Teks yang Disediakan -
Contoh Resume Perkuliahan Landasan Pedagogik
Pendidikan
merupakan usaha sadar yang dilakukan oleh pendidik untuk membantu peserta didik
mencapai kedewasaan. Hal ini berkaitan dengan pembentukan karakter siswa.
Bagaimana guru mengarahkan siswa untuk memiliki kepribadian yang baik dengan
memberikan contoh. Singkatnya, guru mejadi role
model bagi peserta didik. Oleh sebab itu guru disebut sebagai pendidik.

[Data yang diambil dari sebuah koleksi]
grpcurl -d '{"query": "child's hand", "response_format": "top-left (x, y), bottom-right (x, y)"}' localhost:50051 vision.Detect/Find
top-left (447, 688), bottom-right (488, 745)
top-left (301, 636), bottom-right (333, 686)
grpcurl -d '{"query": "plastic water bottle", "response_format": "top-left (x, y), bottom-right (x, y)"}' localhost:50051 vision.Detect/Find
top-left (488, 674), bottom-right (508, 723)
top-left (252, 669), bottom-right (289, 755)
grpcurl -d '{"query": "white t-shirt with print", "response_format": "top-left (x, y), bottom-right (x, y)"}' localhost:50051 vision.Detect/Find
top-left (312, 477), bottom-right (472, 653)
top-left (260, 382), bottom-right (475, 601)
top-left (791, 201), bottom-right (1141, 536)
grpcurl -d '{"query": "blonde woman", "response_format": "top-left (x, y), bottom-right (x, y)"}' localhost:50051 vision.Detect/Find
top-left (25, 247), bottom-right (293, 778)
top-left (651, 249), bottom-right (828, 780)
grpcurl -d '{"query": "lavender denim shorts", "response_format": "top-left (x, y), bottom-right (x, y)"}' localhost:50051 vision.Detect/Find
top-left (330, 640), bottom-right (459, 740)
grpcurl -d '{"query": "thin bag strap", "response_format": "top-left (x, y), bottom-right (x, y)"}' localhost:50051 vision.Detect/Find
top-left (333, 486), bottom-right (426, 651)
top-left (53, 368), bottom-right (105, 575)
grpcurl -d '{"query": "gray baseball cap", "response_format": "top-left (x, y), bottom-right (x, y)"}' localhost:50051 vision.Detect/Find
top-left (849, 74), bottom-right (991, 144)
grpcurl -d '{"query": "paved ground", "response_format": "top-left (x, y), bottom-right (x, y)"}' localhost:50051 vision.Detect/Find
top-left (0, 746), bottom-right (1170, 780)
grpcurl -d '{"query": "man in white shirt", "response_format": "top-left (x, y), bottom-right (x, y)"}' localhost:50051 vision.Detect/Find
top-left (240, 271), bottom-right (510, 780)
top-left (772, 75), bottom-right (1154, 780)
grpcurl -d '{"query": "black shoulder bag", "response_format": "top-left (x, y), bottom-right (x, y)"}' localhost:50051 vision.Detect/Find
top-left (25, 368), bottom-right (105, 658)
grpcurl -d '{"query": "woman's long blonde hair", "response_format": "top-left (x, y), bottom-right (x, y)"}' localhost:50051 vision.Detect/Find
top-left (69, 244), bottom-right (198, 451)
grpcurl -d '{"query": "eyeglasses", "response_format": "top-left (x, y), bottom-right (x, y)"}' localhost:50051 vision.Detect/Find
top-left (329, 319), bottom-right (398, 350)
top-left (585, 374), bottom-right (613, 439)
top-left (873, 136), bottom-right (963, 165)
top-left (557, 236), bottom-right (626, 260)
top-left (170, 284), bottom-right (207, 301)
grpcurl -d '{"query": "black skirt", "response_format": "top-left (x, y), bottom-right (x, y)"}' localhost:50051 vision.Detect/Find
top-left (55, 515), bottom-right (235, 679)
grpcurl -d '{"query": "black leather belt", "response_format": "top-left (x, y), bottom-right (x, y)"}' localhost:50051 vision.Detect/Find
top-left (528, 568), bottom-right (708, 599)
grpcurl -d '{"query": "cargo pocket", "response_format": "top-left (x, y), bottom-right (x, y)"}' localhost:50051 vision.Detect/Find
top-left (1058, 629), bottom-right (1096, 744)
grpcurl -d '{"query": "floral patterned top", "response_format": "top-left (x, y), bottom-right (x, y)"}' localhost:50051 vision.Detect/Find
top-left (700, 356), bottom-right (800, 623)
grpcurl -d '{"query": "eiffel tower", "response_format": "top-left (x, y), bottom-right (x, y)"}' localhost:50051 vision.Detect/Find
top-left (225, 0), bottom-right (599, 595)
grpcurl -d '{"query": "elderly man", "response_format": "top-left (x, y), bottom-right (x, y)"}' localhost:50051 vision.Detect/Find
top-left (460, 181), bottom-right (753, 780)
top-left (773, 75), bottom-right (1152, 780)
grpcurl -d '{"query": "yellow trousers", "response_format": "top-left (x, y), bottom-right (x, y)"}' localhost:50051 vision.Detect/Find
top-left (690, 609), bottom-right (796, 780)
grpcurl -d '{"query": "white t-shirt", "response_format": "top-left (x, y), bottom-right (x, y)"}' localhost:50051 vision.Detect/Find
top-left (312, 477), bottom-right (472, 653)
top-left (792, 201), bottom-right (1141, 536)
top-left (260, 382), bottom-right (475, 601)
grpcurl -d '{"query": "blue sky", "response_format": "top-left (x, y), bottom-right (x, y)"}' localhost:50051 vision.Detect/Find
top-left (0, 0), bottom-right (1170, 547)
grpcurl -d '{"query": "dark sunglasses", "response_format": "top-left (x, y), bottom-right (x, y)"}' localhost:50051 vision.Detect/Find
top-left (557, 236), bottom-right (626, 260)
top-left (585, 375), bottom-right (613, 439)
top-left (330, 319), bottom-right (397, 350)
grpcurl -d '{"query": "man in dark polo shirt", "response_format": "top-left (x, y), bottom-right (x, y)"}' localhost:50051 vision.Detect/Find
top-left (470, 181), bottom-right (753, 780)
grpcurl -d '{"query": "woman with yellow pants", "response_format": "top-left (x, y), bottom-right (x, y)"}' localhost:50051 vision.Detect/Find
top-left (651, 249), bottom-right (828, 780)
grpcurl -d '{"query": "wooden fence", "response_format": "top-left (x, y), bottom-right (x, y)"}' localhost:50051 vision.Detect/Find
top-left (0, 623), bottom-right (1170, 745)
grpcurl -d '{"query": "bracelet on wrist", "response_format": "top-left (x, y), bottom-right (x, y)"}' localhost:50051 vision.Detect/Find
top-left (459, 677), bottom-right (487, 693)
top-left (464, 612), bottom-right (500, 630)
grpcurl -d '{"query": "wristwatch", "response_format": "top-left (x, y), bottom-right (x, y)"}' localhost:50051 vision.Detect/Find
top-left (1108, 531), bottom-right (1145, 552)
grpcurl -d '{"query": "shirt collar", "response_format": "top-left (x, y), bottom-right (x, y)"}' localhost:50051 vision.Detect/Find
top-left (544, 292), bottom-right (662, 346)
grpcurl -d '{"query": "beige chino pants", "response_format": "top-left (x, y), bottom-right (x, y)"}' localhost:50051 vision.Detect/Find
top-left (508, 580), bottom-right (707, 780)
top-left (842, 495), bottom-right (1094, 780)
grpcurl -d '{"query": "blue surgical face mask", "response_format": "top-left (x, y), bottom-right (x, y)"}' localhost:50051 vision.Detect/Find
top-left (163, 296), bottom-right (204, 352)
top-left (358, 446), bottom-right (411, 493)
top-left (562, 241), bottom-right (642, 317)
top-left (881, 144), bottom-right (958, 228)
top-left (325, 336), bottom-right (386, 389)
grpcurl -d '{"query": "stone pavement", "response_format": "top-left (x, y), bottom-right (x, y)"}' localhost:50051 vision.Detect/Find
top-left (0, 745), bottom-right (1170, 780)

Soal - Ekstrak seluruh teks yang disediakan di atas, lalu tuliskan kembali kata demi kata tanpa mengubah apa pun.

Jawaban -
Contoh Resume Perkuliahan Landasan Pedagogik
Pendidikan
merupakan usaha sadar yang dilakukan oleh pendidik untuk membantu peserta didik
mencapai kedewasaan. Hal ini berkaitan dengan pembentukan karakter siswa.
Bagaimana guru mengarahkan siswa untuk memiliki kepribadian yang baik dengan
memberikan contoh. Singkatnya, guru mejadi role
model bagi peserta didik. Oleh sebab itu guru disebut sebagai pendidik.